>> start Input data

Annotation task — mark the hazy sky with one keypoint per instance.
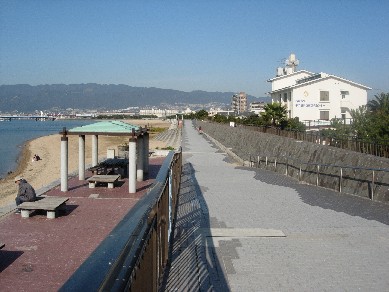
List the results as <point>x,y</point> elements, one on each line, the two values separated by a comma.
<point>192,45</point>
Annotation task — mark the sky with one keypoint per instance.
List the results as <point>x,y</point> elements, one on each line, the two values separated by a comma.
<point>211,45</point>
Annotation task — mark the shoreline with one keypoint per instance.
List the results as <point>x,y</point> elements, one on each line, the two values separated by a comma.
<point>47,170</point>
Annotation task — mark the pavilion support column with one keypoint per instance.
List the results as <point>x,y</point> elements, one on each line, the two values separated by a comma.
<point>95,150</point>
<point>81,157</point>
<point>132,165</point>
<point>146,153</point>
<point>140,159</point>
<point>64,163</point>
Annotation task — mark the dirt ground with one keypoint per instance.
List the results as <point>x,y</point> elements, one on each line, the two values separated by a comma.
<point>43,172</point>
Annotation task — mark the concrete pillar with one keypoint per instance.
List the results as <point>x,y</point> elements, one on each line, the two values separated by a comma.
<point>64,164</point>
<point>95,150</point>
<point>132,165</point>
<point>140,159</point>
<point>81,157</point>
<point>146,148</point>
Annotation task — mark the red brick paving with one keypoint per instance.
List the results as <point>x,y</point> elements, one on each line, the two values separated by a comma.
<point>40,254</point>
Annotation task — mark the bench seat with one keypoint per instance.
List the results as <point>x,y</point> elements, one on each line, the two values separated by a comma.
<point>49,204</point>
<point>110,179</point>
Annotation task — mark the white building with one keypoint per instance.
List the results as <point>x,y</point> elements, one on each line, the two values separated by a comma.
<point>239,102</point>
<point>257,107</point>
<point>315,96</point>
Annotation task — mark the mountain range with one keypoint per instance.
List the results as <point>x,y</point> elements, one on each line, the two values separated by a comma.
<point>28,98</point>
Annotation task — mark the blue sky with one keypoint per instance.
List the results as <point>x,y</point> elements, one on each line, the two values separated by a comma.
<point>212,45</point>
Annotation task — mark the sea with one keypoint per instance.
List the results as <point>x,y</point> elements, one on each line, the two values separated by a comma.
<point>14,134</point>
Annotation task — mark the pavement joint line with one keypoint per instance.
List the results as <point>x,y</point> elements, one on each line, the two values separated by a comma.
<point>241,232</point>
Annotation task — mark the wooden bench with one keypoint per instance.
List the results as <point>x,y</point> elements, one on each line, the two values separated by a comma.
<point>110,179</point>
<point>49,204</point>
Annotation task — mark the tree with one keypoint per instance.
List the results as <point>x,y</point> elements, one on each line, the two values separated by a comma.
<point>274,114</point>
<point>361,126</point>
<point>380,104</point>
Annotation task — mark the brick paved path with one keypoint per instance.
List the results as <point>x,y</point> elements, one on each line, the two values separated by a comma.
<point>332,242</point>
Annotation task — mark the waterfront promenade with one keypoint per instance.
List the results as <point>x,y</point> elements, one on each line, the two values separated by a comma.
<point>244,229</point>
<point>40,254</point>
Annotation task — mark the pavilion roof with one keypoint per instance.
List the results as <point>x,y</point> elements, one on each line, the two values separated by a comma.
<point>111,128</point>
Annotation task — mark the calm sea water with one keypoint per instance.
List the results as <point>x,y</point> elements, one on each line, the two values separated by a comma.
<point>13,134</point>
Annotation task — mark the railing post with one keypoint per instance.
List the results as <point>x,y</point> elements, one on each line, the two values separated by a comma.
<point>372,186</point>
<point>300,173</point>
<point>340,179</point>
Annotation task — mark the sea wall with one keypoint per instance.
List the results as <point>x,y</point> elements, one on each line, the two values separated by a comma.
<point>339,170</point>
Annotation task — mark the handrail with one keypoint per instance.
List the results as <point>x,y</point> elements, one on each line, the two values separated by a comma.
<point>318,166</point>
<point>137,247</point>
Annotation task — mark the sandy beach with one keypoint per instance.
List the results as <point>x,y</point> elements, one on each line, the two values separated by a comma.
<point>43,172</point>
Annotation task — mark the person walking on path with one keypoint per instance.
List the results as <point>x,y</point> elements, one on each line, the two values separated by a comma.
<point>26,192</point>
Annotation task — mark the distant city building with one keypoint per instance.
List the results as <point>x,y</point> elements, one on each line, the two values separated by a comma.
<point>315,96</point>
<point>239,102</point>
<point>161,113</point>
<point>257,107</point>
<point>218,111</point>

>> end Input data
>> start Input data

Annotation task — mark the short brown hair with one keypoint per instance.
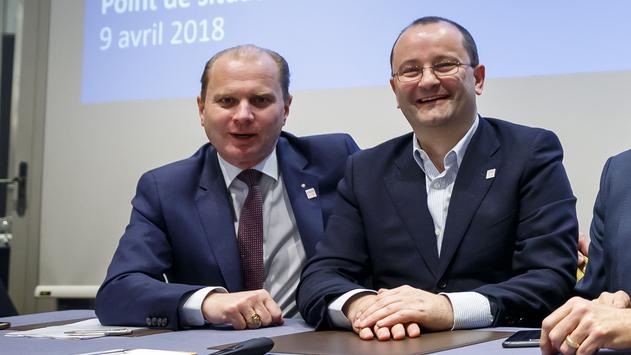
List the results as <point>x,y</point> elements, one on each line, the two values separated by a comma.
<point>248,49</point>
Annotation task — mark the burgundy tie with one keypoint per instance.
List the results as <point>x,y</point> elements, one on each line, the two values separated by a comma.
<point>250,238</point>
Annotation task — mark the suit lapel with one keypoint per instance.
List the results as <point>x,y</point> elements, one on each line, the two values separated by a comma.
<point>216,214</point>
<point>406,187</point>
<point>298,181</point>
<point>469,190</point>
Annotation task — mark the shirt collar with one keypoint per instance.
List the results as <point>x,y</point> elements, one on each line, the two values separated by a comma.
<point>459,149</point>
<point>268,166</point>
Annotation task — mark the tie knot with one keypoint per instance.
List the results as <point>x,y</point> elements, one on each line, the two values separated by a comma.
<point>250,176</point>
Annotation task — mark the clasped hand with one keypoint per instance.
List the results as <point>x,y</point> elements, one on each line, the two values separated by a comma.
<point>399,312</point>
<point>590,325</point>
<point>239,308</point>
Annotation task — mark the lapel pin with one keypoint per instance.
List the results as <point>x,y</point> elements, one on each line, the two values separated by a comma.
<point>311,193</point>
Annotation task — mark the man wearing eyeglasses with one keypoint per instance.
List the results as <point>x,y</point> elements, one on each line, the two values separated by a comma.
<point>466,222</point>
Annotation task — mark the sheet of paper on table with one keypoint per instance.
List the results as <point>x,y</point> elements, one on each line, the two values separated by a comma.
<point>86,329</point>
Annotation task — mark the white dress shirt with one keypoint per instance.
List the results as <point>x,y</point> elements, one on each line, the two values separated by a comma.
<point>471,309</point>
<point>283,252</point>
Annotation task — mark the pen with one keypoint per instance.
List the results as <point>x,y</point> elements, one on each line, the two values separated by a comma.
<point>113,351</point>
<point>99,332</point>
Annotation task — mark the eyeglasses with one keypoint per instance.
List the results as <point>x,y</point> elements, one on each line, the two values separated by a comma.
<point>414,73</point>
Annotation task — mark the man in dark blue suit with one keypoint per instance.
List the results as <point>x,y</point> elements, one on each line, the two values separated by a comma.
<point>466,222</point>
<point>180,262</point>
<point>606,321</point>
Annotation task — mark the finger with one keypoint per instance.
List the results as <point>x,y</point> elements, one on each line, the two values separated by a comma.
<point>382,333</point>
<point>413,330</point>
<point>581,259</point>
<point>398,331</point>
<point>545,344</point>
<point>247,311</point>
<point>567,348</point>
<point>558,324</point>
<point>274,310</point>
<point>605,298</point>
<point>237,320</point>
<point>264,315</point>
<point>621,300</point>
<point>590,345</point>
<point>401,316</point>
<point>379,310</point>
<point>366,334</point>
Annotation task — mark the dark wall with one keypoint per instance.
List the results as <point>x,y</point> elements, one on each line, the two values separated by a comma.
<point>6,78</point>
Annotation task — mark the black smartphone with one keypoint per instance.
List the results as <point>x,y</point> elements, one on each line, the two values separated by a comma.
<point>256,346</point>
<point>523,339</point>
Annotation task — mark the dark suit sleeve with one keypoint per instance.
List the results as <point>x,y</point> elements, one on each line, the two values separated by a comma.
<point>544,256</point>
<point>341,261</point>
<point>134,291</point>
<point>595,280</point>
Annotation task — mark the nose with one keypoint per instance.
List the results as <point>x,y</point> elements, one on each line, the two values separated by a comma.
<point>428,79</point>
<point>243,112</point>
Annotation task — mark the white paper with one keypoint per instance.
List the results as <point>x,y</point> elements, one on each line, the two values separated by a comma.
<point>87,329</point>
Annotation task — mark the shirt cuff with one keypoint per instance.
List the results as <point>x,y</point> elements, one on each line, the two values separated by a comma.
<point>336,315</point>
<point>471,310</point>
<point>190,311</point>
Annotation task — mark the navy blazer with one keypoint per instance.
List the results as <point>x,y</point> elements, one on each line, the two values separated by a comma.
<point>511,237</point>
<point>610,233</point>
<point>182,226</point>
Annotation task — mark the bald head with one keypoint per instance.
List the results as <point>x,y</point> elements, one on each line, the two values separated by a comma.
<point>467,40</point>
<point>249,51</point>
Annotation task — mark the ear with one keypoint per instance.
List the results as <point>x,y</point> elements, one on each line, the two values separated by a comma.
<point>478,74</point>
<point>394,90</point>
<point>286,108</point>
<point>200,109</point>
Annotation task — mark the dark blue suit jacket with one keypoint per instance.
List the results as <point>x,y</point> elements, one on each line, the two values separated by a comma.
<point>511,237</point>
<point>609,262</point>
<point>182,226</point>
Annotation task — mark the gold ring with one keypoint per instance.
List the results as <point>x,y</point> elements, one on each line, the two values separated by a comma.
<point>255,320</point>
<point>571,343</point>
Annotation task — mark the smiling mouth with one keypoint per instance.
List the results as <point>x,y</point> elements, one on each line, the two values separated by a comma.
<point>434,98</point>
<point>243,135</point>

>> end Input data

Convert the lines from the line with "Annotation task — mark the pavement" through the line with "<point>332,242</point>", both included, into a Markdown table with the columns Row and Line. Number each row, and omit any blank lines.

Exercise answer:
| Row | Line |
|---|---|
| 1 | Annotation task — mark the pavement joint line with one keypoint per instance. |
| 2 | List the results as <point>x,y</point> elements, one on each line, the two values separated by a comma. |
| 3 | <point>241,232</point> |
| 4 | Annotation task — mark the wooden bench with one keypoint per instance. |
| 5 | List the results as <point>x,y</point> elements, one on each line, the two values separated by a comma. |
| 6 | <point>110,179</point> |
| 7 | <point>49,204</point> |
| 8 | Annotation task — mark the tree with one keypoint per instance. |
| 9 | List the results as <point>x,y</point> elements, one on each line, the two values separated by a comma. |
| 10 | <point>274,114</point> |
| 11 | <point>361,126</point> |
| 12 | <point>380,104</point> |
| 13 | Annotation task — mark the brick paved path with one keypoint per instance. |
| 14 | List the results as <point>x,y</point> elements, one on each line, the two values separated by a comma. |
| 15 | <point>332,242</point> |